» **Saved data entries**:
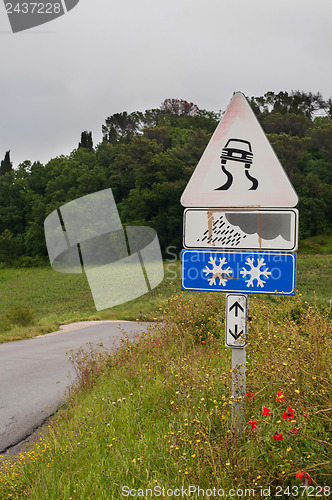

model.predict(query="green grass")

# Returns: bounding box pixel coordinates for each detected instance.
[0,289,331,498]
[0,263,178,342]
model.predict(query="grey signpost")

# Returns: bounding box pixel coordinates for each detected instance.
[226,293,248,431]
[180,92,299,434]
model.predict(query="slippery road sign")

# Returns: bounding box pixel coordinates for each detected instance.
[181,92,298,208]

» **The problem**:
Please print the data above in its entirety, exactly, but without any picture.

» **Answer area**:
model.predict(query="green grass")

# Returns: bounding box pixel coordinates for each detected instance.
[0,289,331,498]
[0,263,178,342]
model.predict(query="grey signpost")

# Returns: bounding box pixel coordinates for each detected instance.
[226,293,248,431]
[180,92,299,434]
model.predict(query="slippery road sign")

# Returns: bounding box pixel coordinates for each detected instance.
[181,92,298,208]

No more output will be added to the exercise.